## Requirement
Transcribe each of the lines below verbatim, without altering anything.

Data drawn from a collection:
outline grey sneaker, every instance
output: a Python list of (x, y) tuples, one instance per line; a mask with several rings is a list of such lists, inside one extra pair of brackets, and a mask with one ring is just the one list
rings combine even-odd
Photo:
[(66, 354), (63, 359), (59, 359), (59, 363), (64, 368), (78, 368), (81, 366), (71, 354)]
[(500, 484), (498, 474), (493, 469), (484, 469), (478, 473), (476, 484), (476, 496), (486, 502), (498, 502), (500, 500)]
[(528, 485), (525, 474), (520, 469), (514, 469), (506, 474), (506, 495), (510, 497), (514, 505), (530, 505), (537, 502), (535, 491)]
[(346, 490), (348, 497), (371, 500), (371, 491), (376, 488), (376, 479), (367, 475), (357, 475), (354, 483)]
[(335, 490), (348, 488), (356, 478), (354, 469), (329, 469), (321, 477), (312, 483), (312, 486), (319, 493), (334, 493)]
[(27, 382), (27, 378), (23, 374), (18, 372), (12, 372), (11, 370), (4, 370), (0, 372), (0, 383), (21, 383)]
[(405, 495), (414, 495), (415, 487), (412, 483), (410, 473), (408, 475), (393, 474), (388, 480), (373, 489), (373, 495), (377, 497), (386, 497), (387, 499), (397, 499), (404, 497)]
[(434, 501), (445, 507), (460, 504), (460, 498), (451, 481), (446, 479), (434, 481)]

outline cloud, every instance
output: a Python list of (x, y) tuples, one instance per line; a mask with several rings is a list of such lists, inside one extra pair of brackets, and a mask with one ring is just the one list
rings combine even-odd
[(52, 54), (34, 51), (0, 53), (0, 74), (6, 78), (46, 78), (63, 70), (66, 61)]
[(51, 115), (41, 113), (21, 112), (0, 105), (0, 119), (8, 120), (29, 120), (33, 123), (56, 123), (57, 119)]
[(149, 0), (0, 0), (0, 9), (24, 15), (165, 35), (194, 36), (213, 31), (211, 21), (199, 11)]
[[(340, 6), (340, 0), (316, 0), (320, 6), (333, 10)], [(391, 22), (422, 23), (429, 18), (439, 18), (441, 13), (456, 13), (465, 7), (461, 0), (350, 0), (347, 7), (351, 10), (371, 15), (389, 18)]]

## The answer
outline grey sneaker, every instance
output: a Python list of (x, y) tuples, one instance per line; a mask with several rings is a list of such lists, inside one extra pair of brackets, and a mask with one ring is just the one list
rings combine even-odd
Photo:
[(66, 354), (63, 359), (59, 359), (59, 363), (64, 368), (78, 368), (81, 366), (71, 354)]
[(500, 484), (498, 474), (493, 469), (484, 469), (478, 473), (476, 484), (476, 496), (486, 502), (498, 502), (500, 500)]
[(528, 485), (525, 474), (520, 469), (514, 469), (506, 474), (506, 495), (510, 497), (514, 505), (530, 505), (537, 502), (535, 491)]
[(346, 490), (348, 497), (371, 500), (371, 491), (376, 488), (376, 479), (367, 475), (357, 475), (354, 483)]
[(335, 490), (348, 488), (356, 478), (354, 469), (329, 469), (321, 477), (312, 483), (312, 486), (319, 493), (334, 493)]
[(27, 382), (27, 378), (23, 374), (18, 372), (12, 372), (11, 370), (4, 370), (0, 372), (0, 383), (21, 383)]
[(405, 495), (414, 495), (415, 487), (412, 483), (410, 473), (408, 475), (393, 474), (388, 480), (373, 489), (373, 495), (377, 497), (386, 497), (387, 499), (397, 499), (404, 497)]
[(434, 501), (445, 507), (460, 504), (460, 498), (451, 481), (446, 479), (434, 481)]

outline cloud, every instance
output: a Python list of (x, y) tuples, one instance per line; a mask with several rings is a list of such lists, inside one extra pair of brackets, and a mask with one ring is just the one list
rings combine even-odd
[(52, 54), (34, 51), (0, 53), (0, 74), (6, 78), (46, 78), (63, 70), (66, 61)]
[(51, 115), (41, 113), (21, 112), (0, 105), (0, 119), (8, 120), (29, 120), (33, 123), (56, 123), (57, 119)]
[(149, 0), (0, 0), (0, 9), (24, 15), (165, 35), (194, 36), (213, 31), (211, 21), (199, 11)]
[[(340, 6), (340, 0), (316, 0), (320, 6), (333, 10)], [(391, 22), (422, 23), (429, 18), (439, 18), (441, 13), (456, 13), (465, 7), (461, 0), (350, 0), (347, 7), (351, 10), (371, 15), (389, 18)]]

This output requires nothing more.